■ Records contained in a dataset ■
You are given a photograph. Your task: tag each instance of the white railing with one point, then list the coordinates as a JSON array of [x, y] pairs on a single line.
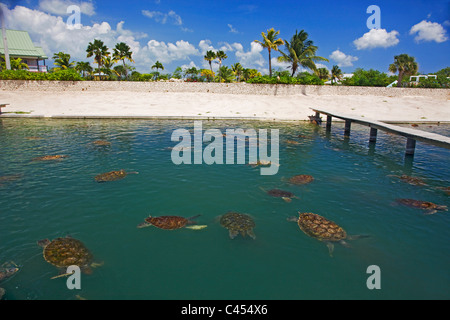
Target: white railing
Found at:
[[37, 69]]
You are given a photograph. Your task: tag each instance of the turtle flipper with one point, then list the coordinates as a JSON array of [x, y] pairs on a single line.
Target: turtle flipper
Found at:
[[251, 234], [233, 233], [330, 248]]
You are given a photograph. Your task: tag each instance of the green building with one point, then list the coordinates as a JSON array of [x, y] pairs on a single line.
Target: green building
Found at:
[[21, 46]]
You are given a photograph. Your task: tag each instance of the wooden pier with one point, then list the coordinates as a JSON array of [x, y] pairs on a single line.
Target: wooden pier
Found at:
[[412, 135]]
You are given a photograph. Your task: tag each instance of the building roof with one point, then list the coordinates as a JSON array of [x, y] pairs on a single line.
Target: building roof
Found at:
[[20, 45]]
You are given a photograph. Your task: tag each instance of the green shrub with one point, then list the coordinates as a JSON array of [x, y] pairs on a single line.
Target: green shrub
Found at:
[[62, 75]]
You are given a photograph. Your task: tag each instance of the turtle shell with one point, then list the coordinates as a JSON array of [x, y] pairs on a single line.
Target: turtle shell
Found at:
[[417, 204], [238, 223], [50, 158], [168, 222], [111, 176], [280, 193], [64, 252], [301, 179], [320, 228], [412, 180]]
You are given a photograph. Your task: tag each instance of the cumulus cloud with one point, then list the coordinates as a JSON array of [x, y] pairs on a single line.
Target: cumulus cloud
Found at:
[[342, 59], [59, 7], [376, 38], [166, 53], [232, 29], [428, 31], [163, 18]]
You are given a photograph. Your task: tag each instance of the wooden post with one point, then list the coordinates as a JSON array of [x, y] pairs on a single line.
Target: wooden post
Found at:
[[348, 124], [329, 122], [410, 146], [373, 135]]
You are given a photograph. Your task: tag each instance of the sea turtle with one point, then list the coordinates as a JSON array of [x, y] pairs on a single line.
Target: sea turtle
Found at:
[[429, 207], [67, 251], [285, 195], [323, 229], [50, 158], [113, 175], [7, 270], [446, 190], [171, 223], [9, 178], [238, 223], [301, 179], [101, 143], [411, 180]]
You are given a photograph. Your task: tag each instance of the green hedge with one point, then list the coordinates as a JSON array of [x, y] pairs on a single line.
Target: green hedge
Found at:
[[63, 75], [309, 79]]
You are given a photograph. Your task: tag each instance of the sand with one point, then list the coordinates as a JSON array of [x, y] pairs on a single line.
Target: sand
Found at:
[[199, 105]]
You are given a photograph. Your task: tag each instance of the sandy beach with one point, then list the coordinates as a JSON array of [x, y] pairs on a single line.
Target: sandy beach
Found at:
[[180, 103]]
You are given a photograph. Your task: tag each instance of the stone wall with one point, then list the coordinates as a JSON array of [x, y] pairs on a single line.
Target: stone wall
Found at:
[[218, 88]]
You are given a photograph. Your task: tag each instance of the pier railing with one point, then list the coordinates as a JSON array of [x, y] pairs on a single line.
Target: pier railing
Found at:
[[412, 135]]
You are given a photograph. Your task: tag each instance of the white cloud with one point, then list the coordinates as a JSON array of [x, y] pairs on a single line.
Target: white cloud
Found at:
[[163, 18], [342, 59], [59, 7], [232, 30], [166, 53], [377, 38], [429, 31], [252, 58]]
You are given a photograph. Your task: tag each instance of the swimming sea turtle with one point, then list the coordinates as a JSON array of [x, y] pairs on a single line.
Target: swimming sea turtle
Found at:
[[171, 223], [102, 143], [285, 195], [301, 179], [50, 158], [238, 223], [65, 252], [7, 270], [9, 178], [411, 180], [429, 207], [113, 175], [323, 229]]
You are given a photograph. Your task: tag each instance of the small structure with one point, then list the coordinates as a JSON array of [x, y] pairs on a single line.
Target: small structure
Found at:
[[3, 105], [21, 46]]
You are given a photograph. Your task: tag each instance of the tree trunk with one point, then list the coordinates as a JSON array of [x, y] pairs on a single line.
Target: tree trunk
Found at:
[[270, 65], [400, 78]]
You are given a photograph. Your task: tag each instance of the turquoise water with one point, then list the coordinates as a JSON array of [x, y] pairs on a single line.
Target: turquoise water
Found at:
[[353, 186]]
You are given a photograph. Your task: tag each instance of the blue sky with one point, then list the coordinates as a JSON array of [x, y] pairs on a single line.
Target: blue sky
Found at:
[[177, 33]]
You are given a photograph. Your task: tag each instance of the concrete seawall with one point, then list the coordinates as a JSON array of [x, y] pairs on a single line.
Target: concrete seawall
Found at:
[[219, 88]]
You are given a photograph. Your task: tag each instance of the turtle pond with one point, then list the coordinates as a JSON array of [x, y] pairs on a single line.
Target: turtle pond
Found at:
[[82, 193]]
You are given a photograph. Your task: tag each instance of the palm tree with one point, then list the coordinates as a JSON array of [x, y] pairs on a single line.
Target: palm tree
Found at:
[[226, 74], [108, 63], [210, 57], [83, 67], [62, 60], [323, 73], [238, 70], [270, 42], [336, 74], [220, 55], [122, 52], [158, 65], [405, 65], [98, 50], [300, 52]]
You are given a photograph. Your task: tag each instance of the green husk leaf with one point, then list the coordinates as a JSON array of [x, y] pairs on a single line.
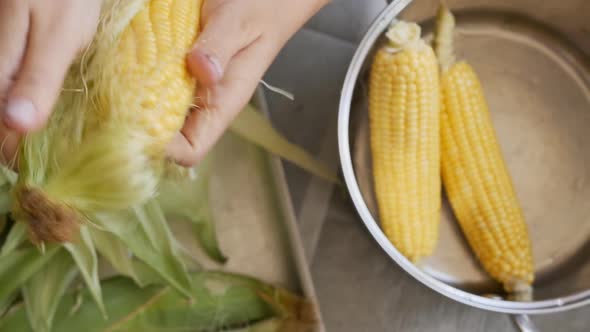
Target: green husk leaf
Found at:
[[7, 302], [84, 254], [256, 128], [19, 266], [122, 297], [43, 292], [221, 303], [164, 256], [188, 199], [115, 252], [270, 325], [16, 237]]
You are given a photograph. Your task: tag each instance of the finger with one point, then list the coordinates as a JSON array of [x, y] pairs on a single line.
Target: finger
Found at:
[[204, 126], [48, 55], [226, 31], [14, 25], [9, 141]]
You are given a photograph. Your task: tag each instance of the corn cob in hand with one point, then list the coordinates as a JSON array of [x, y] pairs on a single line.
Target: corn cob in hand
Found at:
[[404, 118], [474, 174], [107, 144]]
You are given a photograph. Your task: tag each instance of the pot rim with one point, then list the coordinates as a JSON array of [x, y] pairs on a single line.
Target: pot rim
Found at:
[[377, 27]]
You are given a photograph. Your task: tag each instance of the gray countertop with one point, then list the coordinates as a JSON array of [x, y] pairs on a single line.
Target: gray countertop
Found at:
[[359, 287]]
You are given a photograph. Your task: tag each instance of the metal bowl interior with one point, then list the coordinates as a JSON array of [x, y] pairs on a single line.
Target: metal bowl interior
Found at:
[[534, 63]]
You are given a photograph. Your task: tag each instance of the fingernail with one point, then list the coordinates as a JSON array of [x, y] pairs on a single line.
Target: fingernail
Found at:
[[20, 112], [215, 64]]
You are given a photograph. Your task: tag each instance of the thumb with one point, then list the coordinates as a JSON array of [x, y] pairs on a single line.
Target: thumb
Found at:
[[38, 82], [226, 31]]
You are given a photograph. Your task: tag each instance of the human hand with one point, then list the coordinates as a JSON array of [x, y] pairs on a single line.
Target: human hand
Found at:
[[238, 42], [38, 41]]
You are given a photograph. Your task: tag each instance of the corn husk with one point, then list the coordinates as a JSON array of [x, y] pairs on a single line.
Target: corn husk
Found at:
[[225, 301]]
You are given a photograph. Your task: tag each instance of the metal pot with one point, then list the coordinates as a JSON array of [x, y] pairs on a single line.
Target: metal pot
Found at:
[[533, 58]]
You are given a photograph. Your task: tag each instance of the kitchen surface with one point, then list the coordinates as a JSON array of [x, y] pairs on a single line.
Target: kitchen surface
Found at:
[[359, 287]]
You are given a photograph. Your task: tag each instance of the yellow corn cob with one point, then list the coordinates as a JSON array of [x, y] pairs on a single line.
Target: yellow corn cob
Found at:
[[404, 129], [153, 88], [137, 94], [474, 174]]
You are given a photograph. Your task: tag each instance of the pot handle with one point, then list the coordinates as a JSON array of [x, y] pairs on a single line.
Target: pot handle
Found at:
[[524, 323]]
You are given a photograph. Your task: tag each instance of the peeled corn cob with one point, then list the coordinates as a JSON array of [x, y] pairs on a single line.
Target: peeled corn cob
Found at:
[[104, 148], [474, 174], [404, 128]]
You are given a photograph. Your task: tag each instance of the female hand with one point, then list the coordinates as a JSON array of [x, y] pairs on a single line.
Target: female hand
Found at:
[[38, 41], [238, 42]]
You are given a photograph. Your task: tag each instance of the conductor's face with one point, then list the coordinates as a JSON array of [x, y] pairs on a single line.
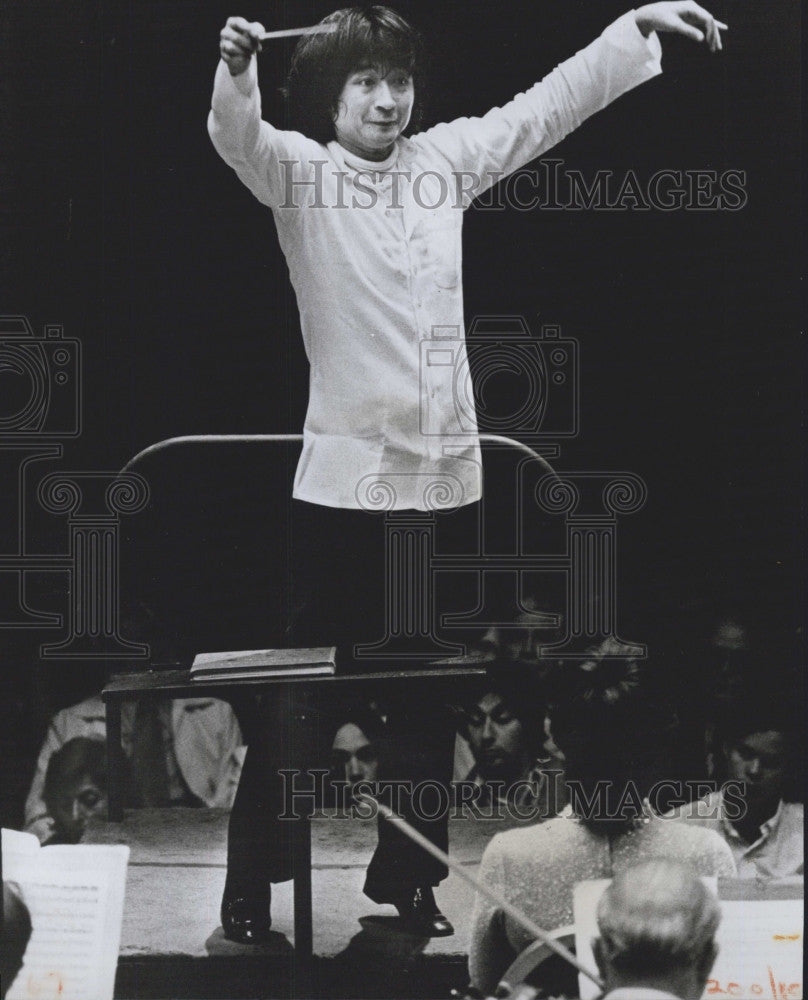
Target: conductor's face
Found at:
[[373, 110]]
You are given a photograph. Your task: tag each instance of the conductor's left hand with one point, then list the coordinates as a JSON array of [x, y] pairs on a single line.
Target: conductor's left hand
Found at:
[[683, 17]]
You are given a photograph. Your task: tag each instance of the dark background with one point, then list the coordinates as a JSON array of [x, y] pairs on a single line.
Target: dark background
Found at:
[[120, 222]]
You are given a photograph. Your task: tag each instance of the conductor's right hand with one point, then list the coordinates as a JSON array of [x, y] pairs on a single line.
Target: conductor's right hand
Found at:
[[238, 40]]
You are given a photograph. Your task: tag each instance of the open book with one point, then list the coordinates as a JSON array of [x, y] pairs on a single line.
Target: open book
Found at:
[[75, 896], [264, 663]]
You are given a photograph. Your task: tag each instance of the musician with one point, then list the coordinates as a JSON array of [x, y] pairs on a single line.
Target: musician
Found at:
[[764, 831], [515, 762], [609, 727], [369, 218], [657, 924]]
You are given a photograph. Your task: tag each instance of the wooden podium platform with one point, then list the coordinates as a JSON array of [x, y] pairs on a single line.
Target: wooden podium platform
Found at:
[[172, 943], [442, 680]]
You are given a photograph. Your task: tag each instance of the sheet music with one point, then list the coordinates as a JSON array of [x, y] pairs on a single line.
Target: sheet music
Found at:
[[75, 896]]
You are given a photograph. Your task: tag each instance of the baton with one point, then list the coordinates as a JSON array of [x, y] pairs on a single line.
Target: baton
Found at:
[[484, 890], [317, 29]]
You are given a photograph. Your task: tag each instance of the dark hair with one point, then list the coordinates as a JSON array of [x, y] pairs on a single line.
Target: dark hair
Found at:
[[613, 724], [16, 928], [321, 64], [78, 757], [521, 689]]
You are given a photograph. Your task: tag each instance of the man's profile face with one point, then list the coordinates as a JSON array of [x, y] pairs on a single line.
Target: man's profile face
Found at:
[[355, 757], [495, 736], [76, 803], [373, 110], [759, 760]]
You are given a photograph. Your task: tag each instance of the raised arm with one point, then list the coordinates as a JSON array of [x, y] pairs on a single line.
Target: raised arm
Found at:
[[682, 18], [251, 146], [627, 54], [238, 40]]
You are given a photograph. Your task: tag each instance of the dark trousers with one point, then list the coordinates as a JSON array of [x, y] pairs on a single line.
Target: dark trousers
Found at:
[[337, 597]]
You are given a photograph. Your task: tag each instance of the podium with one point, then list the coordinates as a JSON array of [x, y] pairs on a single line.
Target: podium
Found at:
[[178, 684]]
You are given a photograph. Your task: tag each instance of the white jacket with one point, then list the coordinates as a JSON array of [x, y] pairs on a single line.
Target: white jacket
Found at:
[[207, 745]]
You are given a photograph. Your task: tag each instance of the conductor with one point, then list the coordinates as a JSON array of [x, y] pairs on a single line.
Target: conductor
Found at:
[[368, 209]]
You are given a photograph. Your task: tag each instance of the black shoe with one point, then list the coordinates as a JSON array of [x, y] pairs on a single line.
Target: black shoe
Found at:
[[420, 913], [245, 920]]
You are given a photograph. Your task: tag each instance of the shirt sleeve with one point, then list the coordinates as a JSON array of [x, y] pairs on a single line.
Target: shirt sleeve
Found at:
[[489, 148], [490, 953], [265, 159]]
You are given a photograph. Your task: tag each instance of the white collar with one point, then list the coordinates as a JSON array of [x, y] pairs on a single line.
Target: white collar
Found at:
[[355, 162]]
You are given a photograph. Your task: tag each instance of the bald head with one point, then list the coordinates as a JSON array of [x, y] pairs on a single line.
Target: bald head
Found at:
[[657, 927]]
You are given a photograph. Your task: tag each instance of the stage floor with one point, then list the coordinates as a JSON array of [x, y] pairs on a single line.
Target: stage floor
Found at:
[[174, 886]]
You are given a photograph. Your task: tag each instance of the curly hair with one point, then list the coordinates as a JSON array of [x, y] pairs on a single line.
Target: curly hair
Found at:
[[362, 36]]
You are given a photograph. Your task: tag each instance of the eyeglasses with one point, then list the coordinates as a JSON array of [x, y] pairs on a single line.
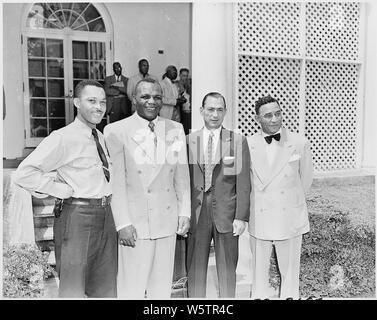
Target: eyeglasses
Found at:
[[94, 102], [270, 115]]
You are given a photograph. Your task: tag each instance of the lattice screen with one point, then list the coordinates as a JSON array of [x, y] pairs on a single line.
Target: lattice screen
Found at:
[[332, 30], [330, 120], [270, 62], [265, 28], [260, 76]]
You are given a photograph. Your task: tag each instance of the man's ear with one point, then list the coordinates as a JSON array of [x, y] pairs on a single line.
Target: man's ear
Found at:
[[76, 102]]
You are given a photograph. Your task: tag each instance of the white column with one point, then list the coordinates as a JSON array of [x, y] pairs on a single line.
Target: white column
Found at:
[[212, 57]]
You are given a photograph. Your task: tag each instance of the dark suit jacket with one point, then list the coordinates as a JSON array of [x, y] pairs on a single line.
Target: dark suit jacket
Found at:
[[230, 179], [111, 92]]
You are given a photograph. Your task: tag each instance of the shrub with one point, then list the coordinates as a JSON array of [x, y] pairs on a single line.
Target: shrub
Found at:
[[25, 268], [337, 258]]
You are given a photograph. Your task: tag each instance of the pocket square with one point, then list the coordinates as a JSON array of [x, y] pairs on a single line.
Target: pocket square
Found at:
[[294, 157], [228, 160]]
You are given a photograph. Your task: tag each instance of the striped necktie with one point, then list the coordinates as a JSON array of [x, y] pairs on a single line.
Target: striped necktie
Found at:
[[101, 153], [208, 166]]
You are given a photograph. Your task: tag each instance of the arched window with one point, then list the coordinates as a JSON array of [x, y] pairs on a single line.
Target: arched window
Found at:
[[76, 16]]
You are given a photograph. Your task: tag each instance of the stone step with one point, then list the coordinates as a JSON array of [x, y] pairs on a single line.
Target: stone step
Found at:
[[44, 234]]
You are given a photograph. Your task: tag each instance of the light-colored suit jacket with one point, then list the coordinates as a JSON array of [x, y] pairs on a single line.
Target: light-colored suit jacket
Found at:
[[149, 196], [278, 206]]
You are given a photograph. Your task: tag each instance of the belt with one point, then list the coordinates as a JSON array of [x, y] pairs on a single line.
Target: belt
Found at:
[[103, 202]]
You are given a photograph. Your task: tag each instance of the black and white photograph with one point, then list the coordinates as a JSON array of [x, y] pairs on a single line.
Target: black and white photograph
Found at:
[[203, 150]]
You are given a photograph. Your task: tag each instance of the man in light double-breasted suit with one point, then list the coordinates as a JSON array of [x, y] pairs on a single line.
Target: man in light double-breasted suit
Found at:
[[151, 194], [219, 163], [281, 173]]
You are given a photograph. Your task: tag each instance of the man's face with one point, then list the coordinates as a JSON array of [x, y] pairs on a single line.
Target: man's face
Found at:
[[117, 69], [172, 73], [91, 105], [270, 118], [213, 112], [148, 100], [184, 76], [144, 67]]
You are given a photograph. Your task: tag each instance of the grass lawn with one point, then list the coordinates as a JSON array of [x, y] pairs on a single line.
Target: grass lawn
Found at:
[[338, 255]]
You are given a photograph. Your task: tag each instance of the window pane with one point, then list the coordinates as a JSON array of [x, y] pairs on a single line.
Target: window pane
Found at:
[[38, 128], [36, 67], [55, 88], [97, 50], [55, 68], [56, 107], [54, 48], [37, 88], [81, 69], [35, 47], [80, 50], [56, 124], [97, 70], [38, 108], [97, 26], [91, 13]]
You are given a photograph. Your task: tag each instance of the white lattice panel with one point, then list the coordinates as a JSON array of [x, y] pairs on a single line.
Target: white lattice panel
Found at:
[[332, 30], [331, 109], [261, 76], [269, 28]]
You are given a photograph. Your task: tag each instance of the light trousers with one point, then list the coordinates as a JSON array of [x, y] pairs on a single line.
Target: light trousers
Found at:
[[288, 256]]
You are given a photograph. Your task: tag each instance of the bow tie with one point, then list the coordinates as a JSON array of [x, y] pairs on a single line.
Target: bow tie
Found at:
[[276, 136]]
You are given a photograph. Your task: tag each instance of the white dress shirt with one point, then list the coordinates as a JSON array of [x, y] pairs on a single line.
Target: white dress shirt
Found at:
[[71, 153], [271, 148], [215, 141]]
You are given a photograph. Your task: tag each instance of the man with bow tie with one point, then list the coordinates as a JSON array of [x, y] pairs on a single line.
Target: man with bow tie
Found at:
[[219, 163], [151, 194], [281, 174]]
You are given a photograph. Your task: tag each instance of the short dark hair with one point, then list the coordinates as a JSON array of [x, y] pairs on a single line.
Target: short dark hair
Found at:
[[142, 60], [264, 100], [84, 83], [149, 80], [184, 70], [214, 95]]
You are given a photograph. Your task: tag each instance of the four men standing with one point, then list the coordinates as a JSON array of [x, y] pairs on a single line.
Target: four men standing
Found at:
[[148, 179]]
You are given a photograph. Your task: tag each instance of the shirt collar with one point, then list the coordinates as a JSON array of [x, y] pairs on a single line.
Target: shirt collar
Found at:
[[145, 122], [83, 127], [266, 134], [216, 132]]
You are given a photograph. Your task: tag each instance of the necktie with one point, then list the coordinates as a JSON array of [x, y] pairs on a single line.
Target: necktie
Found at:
[[105, 164], [274, 136], [208, 166]]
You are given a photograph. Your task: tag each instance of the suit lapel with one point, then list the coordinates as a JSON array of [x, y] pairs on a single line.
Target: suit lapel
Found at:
[[259, 158], [284, 150]]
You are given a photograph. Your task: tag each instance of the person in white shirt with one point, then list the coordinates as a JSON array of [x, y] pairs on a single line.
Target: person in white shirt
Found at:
[[171, 99], [281, 173], [143, 65], [84, 231], [151, 194]]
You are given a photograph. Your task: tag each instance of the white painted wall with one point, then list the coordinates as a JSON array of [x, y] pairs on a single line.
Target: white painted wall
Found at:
[[369, 157], [13, 125], [140, 30], [212, 57]]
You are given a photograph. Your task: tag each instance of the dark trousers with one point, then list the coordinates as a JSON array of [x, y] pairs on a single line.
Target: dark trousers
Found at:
[[121, 109], [86, 251], [226, 254]]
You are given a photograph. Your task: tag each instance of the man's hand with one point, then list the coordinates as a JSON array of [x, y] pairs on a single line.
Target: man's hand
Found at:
[[183, 226], [127, 236], [238, 227]]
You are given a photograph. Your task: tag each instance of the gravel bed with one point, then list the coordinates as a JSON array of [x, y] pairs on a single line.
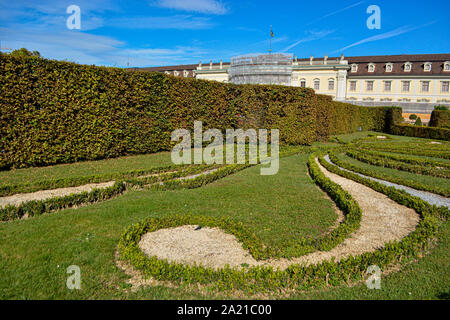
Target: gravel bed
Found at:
[[431, 198]]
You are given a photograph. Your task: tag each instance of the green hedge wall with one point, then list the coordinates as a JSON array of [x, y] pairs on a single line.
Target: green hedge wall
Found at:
[[440, 118], [421, 132], [338, 118], [59, 112]]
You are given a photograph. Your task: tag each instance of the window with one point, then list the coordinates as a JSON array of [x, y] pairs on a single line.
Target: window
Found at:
[[303, 83], [331, 84], [444, 87], [407, 66], [405, 86], [389, 67], [317, 84], [447, 66]]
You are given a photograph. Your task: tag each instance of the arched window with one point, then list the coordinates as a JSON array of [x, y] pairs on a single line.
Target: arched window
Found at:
[[316, 84], [407, 67], [330, 84], [447, 66], [303, 83], [389, 67]]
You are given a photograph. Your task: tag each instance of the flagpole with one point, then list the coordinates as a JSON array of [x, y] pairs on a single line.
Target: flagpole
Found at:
[[270, 48]]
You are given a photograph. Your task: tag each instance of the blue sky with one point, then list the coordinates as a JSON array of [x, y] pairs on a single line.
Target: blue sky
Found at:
[[166, 32]]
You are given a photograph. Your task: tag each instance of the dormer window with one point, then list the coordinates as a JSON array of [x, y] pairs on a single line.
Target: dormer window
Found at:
[[447, 66], [389, 67], [407, 66]]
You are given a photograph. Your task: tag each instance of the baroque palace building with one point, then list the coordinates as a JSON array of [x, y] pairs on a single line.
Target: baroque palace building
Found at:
[[414, 82]]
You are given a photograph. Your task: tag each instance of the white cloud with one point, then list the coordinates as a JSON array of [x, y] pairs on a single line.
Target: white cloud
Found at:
[[337, 11], [180, 22], [313, 35], [202, 6], [387, 35], [94, 49]]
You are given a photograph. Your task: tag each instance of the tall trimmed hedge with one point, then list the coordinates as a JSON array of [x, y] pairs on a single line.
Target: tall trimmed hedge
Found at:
[[338, 118], [59, 112], [440, 118]]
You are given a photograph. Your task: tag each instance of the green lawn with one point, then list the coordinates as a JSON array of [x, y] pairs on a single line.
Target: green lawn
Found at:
[[276, 208], [35, 253], [388, 173]]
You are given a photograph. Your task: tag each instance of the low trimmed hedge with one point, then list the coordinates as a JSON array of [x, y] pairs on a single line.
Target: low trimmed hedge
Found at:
[[408, 149], [398, 165], [378, 175], [440, 118], [405, 158], [421, 132], [259, 278], [35, 208]]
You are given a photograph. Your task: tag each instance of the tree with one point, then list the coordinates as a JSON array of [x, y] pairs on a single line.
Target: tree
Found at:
[[25, 53]]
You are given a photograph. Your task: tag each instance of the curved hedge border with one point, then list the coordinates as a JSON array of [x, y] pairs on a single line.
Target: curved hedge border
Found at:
[[398, 165], [399, 196], [35, 208], [407, 149], [261, 278], [421, 132], [406, 158], [378, 175], [11, 189]]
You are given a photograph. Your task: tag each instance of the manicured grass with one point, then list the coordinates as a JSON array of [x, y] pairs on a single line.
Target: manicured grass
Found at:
[[276, 208], [427, 278], [35, 253], [388, 174], [86, 168]]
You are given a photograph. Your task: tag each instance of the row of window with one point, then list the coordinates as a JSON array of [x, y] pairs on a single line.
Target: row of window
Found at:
[[316, 84], [407, 67], [399, 100], [406, 86]]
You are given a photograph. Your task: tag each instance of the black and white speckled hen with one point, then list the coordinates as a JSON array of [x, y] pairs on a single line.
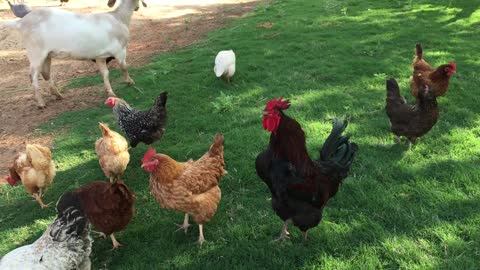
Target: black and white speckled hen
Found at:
[[66, 244], [141, 126]]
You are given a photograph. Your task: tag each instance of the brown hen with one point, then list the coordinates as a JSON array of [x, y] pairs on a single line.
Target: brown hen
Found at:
[[425, 75], [190, 187], [108, 206]]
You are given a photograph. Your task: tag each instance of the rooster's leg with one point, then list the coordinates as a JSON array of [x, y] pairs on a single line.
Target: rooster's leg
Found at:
[[39, 200], [285, 233], [185, 224], [115, 243], [100, 234], [304, 236], [201, 239]]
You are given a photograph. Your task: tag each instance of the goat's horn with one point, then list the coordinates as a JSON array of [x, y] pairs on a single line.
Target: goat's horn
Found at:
[[111, 3]]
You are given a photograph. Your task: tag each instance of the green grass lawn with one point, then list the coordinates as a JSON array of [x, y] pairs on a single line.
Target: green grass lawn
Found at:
[[398, 209]]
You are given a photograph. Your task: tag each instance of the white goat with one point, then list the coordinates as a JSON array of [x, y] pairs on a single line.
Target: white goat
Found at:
[[55, 33]]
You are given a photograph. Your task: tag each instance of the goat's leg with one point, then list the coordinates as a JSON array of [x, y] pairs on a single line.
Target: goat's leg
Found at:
[[36, 89], [121, 58], [124, 69], [102, 66], [48, 77]]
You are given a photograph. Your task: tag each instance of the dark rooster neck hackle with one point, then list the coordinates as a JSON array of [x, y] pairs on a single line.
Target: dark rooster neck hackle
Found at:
[[289, 143]]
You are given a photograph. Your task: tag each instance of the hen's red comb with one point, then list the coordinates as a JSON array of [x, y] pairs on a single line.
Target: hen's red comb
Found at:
[[277, 103], [148, 155], [453, 66]]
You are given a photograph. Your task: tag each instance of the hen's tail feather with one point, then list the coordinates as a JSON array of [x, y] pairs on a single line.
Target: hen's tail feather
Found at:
[[161, 99], [71, 220], [418, 52], [337, 153], [393, 91]]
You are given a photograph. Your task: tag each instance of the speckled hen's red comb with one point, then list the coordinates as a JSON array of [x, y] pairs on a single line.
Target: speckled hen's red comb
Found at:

■ Written instruction ■
Exact repetition is required for the lines from the one that contains "the green grass" through the final line; leave out everything else.

■ Exercise solution ■
You are given a photograph. Your task: tag each instance of the green grass lawn with one point, then list the coordinates as a JSON array of [x, y] pairs on a single line.
Target: green grass lawn
Found at:
[[398, 209]]
You are given a photograph. Your task: tag each instance of the white goat with one point, then list the coordinates as a JSON array of [x, y] pairs on a single line.
Target: white goat
Found at:
[[55, 33]]
You are given a photograph. Your task: tag each instance of the goat's leg with one point, then list the coordinates as a JSON array of [x, y] pairs on a single line.
Target: goat's leg
Found at:
[[36, 89], [121, 58], [124, 69], [102, 66], [48, 77]]
You are given a photograph. Your task: tag each instance of the dark rooster neck hackle with one point, then list the coordinates as a JSON array of [x, y] pairs on a single line.
Target: dark rooster neck hackle
Found at:
[[289, 143]]
You are given a photograph. Your task: tag each instance of the hen's red comb with one point, then list the coordinates as a JSON array of [x, y] pairs on a single line.
Target: hen's red comb
Found at:
[[277, 103], [148, 155], [453, 66]]
You are given a photograph. Your task: tag each instance of the hen's tail feather with one point, then list the coordinates as a JSON array of [x, y] pairs on a single line.
Target: hen's tail feather
Found at:
[[161, 99], [71, 220], [418, 52], [337, 153], [393, 91]]
You are given a photograph. Your task: tag each instance of the speckled hen's red comb with one point, then list the coordinates as a JSON array of [x, y] pairs on a single line.
Target: speckled hen's red comb
Found at:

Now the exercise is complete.